(Soal 1)
Tuliskan kembali tanpa perubahan bagian dari teks tentang pendidik dan peserta didik di bawah ini, mulai dari "Dalam mengungkap sifat-sifat" dan berakhir pada "memang tidak mengetahui.".

(Teks yang Diberikan)
==================================================

STIT AT-TAQWA CIPARAY BANDUNG

Selasa, 11 Oktober 2011

ANTARA PENDIDIK DAN PESERTA DIDIK

“Upaya Memahami Komponen Pendidikan Perspektif Kitab Ta’alimul Muta’alim”
Pendidik merupakan salah satu komponen yang sangat penting dalam penyelenggaraan pendidikan bertugas menyelenggarakan kegiatan belajar, melatih, mengembangkan dan memberikan pelayanan teknis dalam bidang pendidikan sebagai tenaga mengajar. Guru atau pengajar harus memiliki kemampuan yang profesional dalam bidang proses belajar mengajar, disamping memiliki kemampun yang profesional guru selaku tenaga pendidik harus memiliki kepribadian, dan kemampuan kemasyarakatan.
Untuk mencapai suatu keberhasilan dalam pendidikan diperlukan kerja sama antara pendidik dan peserta didik walau bagaimanapun pendidik berusaha menanamkan pengaruhnya kepada peserta didik, apabila tidak ada kesediaan kesiapan dari peserta didik sendiri untuk mencapai tujuan, maka pendidikan sulit untuk berhasil. Kepentingan kerja sama ini mendapat perhatian besar dari Az-Zarnuzi. Perhatian itu terlihat dari banyaknya syarat dan petunjuk untuk dilaksakan oleh peserta didik.

Pendidik
Pendidik menurut Az-Zarnuzi ialah orang yang berilmu atau alim yang jamaknya adalah ulama’. Dengan demikian pendidik itu identik dengan ulama’ itu kedalam dua bagian yaitu dunia dan ulama’ akhirat. Ahli-ahli pendidikan Islam sangat memperhatikan budi pekerti yang harus dimiliki oleh pendidik atau guru, pendidik haruslah menjadi pembina akhlak, maka semestinya pendidik lebih dahulu berakhlak mulia.
Dalam mengungkap sifat-sifat pendidik menurut Az-Zarnuzi mengacu pada sumber data primer yaitu, Ta’alimul Muta’alim yang telah dirumuskan oleh Athiyah Al-Abrasi (1996:66-71), dan sedikit ditopang dengan literatur lain yang berkaitan dengan masalah pendidik menurut Az-Zarnuzi, secara umum sebagai berikut;
Pertama, pendidik hendaklah ikhlas dalam melaksanakan tugas, keikhlasan seorang pedidik dalam melaksanakan tugasnya merupakan sarana yang paling ampuh untuk kesuksesan peserta didiknya dalam proses belajar termasuk sikap ikhlas adalah pendidik dalam  melaksanakan tugas sesuai yang ia katakan dan sesuai antara perilaku-perilakunya dengan perkataan-perkataan yan diucapkan, dengan hal yang demikian pendidik tidak merasa malu untuk mengatakan saya tidak tahu, apabila ia memang tidak mengetahui.

==================================================

Catatan dari sumber data
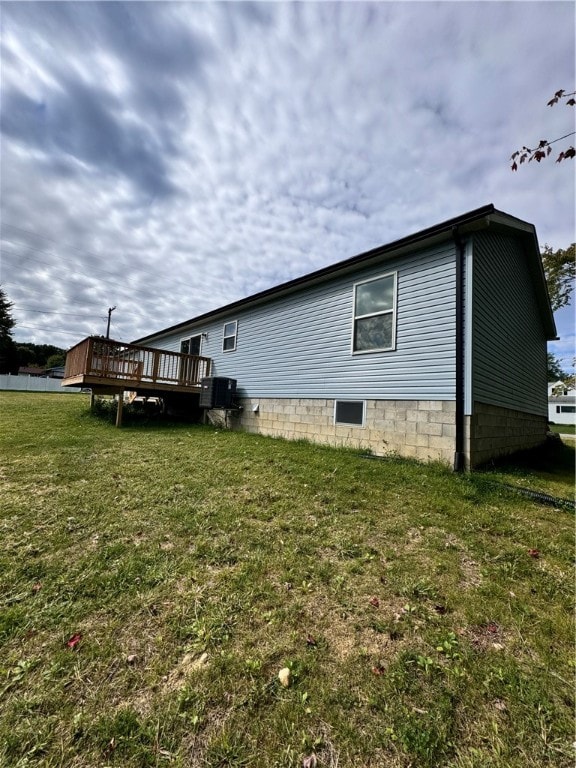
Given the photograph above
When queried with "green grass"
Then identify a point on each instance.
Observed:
(187, 565)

==================================================

(Soal 2)
Salin setiap baris dari seluruh entri di atas tanpa mengubah apa pun. Jangan sertakan gambarnya dalam jawaban.

(Hasil Tugas 1)
Dalam mengungkap sifat-sifat pendidik menurut Az-Zarnuzi mengacu pada sumber data primer yaitu, Ta’alimul Muta’alim yang telah dirumuskan oleh Athiyah Al-Abrasi (1996:66-71), dan sedikit ditopang dengan literatur lain yang berkaitan dengan masalah pendidik menurut Az-Zarnuzi, secara umum sebagai berikut;
Pertama, pendidik hendaklah ikhlas dalam melaksanakan tugas, keikhlasan seorang pedidik dalam melaksanakan tugasnya merupakan sarana yang paling ampuh untuk kesuksesan peserta didiknya dalam proses belajar termasuk sikap ikhlas adalah pendidik dalam  melaksanakan tugas sesuai yang ia katakan dan sesuai antara perilaku-perilakunya dengan perkataan-perkataan yan diucapkan, dengan hal yang demikian pendidik tidak merasa malu untuk mengatakan saya tidak tahu, apabila ia memang tidak mengetahui.

(Hasil Tugas 2)
Given the photograph above
When queried with "green grass"
Then identify a point on each instance.
Observed:
(187, 565)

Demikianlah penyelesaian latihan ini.